About this task >>
Copy out the whole listing below exactly.
=== Dataset excerpts ===
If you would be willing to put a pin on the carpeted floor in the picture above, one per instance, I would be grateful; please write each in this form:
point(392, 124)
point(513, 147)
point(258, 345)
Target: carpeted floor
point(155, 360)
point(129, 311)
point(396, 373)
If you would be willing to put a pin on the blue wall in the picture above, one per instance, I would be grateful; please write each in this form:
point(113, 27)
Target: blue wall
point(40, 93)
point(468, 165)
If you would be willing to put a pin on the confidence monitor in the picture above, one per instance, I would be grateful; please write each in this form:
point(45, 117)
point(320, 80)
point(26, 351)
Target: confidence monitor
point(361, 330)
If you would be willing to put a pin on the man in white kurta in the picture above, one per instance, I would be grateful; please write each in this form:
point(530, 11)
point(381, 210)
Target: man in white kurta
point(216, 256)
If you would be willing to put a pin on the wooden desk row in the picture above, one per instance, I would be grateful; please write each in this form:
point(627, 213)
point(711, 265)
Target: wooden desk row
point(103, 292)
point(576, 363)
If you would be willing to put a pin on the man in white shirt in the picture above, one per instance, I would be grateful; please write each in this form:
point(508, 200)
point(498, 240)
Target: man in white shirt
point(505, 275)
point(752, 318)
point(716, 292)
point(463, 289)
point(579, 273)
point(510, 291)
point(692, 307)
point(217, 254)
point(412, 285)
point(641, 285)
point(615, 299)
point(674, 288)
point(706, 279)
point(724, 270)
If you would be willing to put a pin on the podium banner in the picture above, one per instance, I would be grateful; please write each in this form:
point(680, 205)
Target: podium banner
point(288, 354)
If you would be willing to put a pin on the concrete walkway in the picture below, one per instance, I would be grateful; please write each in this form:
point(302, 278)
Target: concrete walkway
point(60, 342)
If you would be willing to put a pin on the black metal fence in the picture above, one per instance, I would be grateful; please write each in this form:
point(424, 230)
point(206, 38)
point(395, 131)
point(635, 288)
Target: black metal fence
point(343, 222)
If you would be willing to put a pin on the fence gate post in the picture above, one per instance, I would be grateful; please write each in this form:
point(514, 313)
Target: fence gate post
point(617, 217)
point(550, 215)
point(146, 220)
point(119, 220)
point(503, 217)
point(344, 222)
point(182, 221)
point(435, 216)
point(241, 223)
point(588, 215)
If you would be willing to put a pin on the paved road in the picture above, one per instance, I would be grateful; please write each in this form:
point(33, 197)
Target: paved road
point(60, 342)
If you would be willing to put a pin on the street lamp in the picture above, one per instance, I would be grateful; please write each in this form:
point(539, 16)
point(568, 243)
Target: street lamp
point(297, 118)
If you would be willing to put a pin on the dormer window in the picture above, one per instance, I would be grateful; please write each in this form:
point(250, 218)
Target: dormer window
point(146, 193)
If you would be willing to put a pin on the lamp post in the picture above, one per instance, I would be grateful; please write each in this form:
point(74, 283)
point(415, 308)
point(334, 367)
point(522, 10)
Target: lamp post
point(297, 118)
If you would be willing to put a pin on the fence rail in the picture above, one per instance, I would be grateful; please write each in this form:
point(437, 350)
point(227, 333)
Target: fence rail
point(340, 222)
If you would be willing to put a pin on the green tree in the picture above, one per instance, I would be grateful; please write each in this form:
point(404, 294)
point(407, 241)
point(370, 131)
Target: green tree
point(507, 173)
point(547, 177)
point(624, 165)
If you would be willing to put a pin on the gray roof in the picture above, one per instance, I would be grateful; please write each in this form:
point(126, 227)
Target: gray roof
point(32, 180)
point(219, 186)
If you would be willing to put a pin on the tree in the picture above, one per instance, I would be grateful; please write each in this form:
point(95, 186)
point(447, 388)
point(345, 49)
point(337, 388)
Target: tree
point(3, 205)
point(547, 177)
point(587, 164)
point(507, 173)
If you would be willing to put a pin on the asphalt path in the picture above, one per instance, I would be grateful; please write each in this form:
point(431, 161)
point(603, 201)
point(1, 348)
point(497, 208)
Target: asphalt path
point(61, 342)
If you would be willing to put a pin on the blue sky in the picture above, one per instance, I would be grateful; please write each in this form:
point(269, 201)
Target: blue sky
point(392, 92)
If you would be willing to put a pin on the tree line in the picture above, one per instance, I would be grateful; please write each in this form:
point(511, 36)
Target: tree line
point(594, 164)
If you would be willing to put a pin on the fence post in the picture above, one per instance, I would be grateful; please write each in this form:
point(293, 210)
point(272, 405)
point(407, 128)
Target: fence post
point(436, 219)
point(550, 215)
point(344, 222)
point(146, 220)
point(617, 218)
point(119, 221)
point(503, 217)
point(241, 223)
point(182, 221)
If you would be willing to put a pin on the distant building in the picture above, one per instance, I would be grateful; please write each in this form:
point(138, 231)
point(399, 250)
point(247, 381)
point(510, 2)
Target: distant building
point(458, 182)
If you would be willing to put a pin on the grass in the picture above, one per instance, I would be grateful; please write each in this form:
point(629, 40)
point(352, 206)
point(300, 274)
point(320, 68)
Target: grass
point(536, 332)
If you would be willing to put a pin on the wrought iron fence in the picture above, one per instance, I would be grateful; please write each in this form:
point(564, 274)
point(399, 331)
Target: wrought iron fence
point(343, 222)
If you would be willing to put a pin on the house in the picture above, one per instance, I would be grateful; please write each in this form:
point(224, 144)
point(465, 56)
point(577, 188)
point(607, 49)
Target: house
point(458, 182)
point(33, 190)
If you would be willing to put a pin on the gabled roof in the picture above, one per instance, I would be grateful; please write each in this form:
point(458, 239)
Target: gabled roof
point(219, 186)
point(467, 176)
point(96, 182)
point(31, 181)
===
Answer below >>
If you would be willing to put a pin on the carpeted floor in the picture above, one per instance, I would be grateful; please write each in this form:
point(392, 124)
point(513, 147)
point(258, 345)
Target: carpeted floor
point(155, 360)
point(129, 311)
point(396, 373)
If you would be willing to put a pin on the blue wall in the picture above, one per instance, I would be grateful; please write each in this form:
point(113, 27)
Target: blue wall
point(40, 93)
point(468, 165)
If you would be willing to put a pin on the confidence monitor in the picture above, one per instance, I would be grateful; please write each in this form:
point(45, 117)
point(320, 80)
point(26, 351)
Target: confidence monitor
point(361, 330)
If you would be willing to put a pin on the man in white kurta in the picture above, one per instance, I would be grateful; please write each in this form:
point(530, 11)
point(381, 210)
Target: man in white kurta
point(216, 256)
If you would be willing to put a pin on the wooden desk row in the picture above, one per instance, I would be grateful; please write each in this form:
point(627, 213)
point(711, 265)
Target: wooden desk row
point(103, 292)
point(576, 363)
If you would be willing to put a pin on the man in white shirt in the picture above, one per instance, I would be grateful; please write each in this form:
point(508, 200)
point(498, 240)
Target: man in white shirt
point(505, 275)
point(752, 318)
point(716, 292)
point(463, 289)
point(579, 273)
point(510, 291)
point(692, 307)
point(217, 254)
point(412, 285)
point(641, 285)
point(615, 299)
point(674, 288)
point(706, 279)
point(724, 270)
If you would be willing to put a pin on the podium banner in the picture above, one per instance, I would be grateful; please write each in this form:
point(680, 205)
Target: podium banner
point(288, 354)
If you would be willing to put a pin on the concrete walkway in the picture below, one per instance, I would be grateful; please write each in this form:
point(302, 278)
Target: concrete walkway
point(60, 342)
If you would be willing to put a pin on the black metal fence in the picture above, one per instance, I would be grateful; please write each in this form:
point(424, 230)
point(206, 38)
point(395, 131)
point(635, 288)
Target: black metal fence
point(343, 222)
If you would be willing to put a pin on the fence gate post in the picture above, one per instance, I would be grateful; please write each in this form:
point(514, 313)
Target: fence gate post
point(617, 217)
point(550, 215)
point(146, 220)
point(119, 220)
point(503, 217)
point(344, 222)
point(182, 221)
point(435, 216)
point(241, 223)
point(588, 215)
If you would be willing to put a pin on the paved road in the picture above, one per instance, I would be grateful; please write each in this form:
point(33, 197)
Target: paved road
point(60, 342)
If you would be willing to put a pin on the street lamp in the picture above, one per instance, I would be grateful; please write each in this form:
point(539, 16)
point(568, 243)
Target: street lamp
point(297, 118)
If you would be willing to put a pin on the dormer window in the picture above, one per instance, I would be grateful; please write each in this form:
point(250, 218)
Target: dormer window
point(146, 193)
If you would be willing to put a pin on the lamp post in the picture above, one per instance, I would be grateful; please write each in this form:
point(74, 283)
point(415, 308)
point(334, 367)
point(522, 10)
Target: lamp post
point(297, 118)
If you would be willing to put a pin on the fence rail in the picture above, one per instance, I would be grateful; please write each in this form:
point(437, 350)
point(227, 333)
Target: fence rail
point(340, 222)
If you would be willing to put a pin on the green tree in the picture above, one per instance, I would be grateful; please write each in this form:
point(404, 294)
point(407, 241)
point(370, 131)
Target: green tree
point(507, 173)
point(547, 177)
point(624, 165)
If you would be willing to put a pin on the gray roof in the picture above, one per instance, I would be grateful; please write each in this form:
point(126, 227)
Target: gray roof
point(32, 180)
point(219, 186)
If you would be willing to put a pin on the tree in the picture above, one per instance, I would be grateful; please write each in this form:
point(95, 186)
point(447, 388)
point(345, 49)
point(337, 388)
Target: tree
point(3, 205)
point(547, 177)
point(587, 164)
point(507, 173)
If you would be willing to put a pin on the asphalt path in the picture above, one per instance, I would be grateful; please write each in this form:
point(431, 161)
point(603, 201)
point(1, 348)
point(497, 208)
Target: asphalt path
point(61, 342)
If you would be willing to put a pin on the blue sky in the picture above, one per instance, I would be grateful; please write each in this form:
point(269, 201)
Target: blue sky
point(392, 92)
If you would be willing to put a pin on the tree line in the picture above, one per instance, I would be grateful; please write each in this form:
point(511, 36)
Target: tree line
point(594, 164)
If you would be willing to put a pin on the fence post in the picture above, one per instance, I would be grateful; please write each in this form:
point(293, 210)
point(272, 405)
point(407, 128)
Target: fence post
point(436, 219)
point(550, 215)
point(344, 222)
point(146, 220)
point(617, 218)
point(119, 221)
point(503, 217)
point(241, 223)
point(182, 221)
If you would be willing to put a pin on the distant building in the picture above, one per instance, I would be grateful; please write each in this form:
point(138, 231)
point(399, 250)
point(247, 381)
point(510, 2)
Target: distant building
point(458, 182)
If you would be willing to put a pin on the grass in the picture above, one per instance, I would be grateful; please write each in this form:
point(629, 40)
point(352, 206)
point(300, 274)
point(320, 68)
Target: grass
point(536, 332)
If you would be willing to put a pin on the wrought iron fence in the picture above, one per instance, I would be grateful; please write each in this form:
point(564, 274)
point(399, 331)
Target: wrought iron fence
point(343, 222)
If you would be willing to put a pin on the house in the picture above, one per instance, I would be grateful; please write each in this form:
point(224, 144)
point(465, 56)
point(577, 188)
point(607, 49)
Target: house
point(458, 182)
point(33, 190)
If you would be willing to put a pin on the gabled roof in the picture above, one per instance, I would be grateful; please write each in this form:
point(458, 239)
Target: gabled roof
point(219, 186)
point(467, 176)
point(96, 182)
point(31, 181)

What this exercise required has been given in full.